Exercise requirements:
(1) In the essay on AI and coherence below, what did the botanist Robert Brown note?
(2) List every person the essay on AI and coherence below mentions by name.

Selected text:

Beyond Coherence: What AI Misses About Real Intelligence

Beyond Coherence: What AI Misses About Real Intelligence

(Leadership Post-AI Series)

Let’s begin with a confession: this piece starts with a reference that almost no one outside a very specific Venn diagram,  Uruguayans and theoretical economists, will get. 🙂

I’m talking about Ramón Díaz, a legendary economist from a small and demographically stagnant country tucked between two South American continental egos (Argentina and Brazil), Uruguay.

He wrote with such mathematical precision that his editorials could make Euclid, the Greek father of Geometry, jealous. But when he spoke it was pure Brownian motion: digressions, loops, ideas colliding mid-air, like the famous erratic "jiggling" of pollen noted by the botanist Robert Brown.  Reading Mr Diaz felt like listening to Bach, consistent and articulate; hearing him was like being caught in a jazz rehearsal, chaotic and messy.

Within this contrast between clarity and confusion, falls AI’s biggest delusion.


The Fraud of Clarity: coherence is not intelligence.

AI doesn’t ‘do’ mess. Going back to our hero Mr. Diaz, it’s like his writing, not his conversation. It gives us answers that sound right, polished and proud, but without the bruises of thought. It’s a know-it-all student who’s never had a crisis.

We call that intelligence. But it isn’t. It’s coherence, logic inside a  box. Real life, however, is contradictory, noisy and messy. Our human brain evolved to surf real life in all its meaning, not to ignore or erase it.

We fool ourselves and fall under the illusion that things can be perfectly clear and coherent. They are not. Uncertainty isn’t a bug to fix

Díaz’s entangled brilliance reminds us of what machines still can’t fake: the eloquence of confusion. Sometimes the smartest thing a human can say is, “I'm totally and utterly confused, I don’t know”  Isn't that liberating?

 

Shattering the Glass Skirt of Logic

AI operates inside what I like to call the glass skirt of logic (not the iron if I may),  a closed labyrinth where every answer follows on from each other in an infinite loop of mirrors.

Stored data:
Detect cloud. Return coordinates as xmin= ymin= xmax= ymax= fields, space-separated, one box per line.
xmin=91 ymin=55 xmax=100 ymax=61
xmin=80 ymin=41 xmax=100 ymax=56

The responses:
(1) The erratic "jiggling" of pollen.

(2) Ramón Díaz, Euclid, Robert Brown, Bach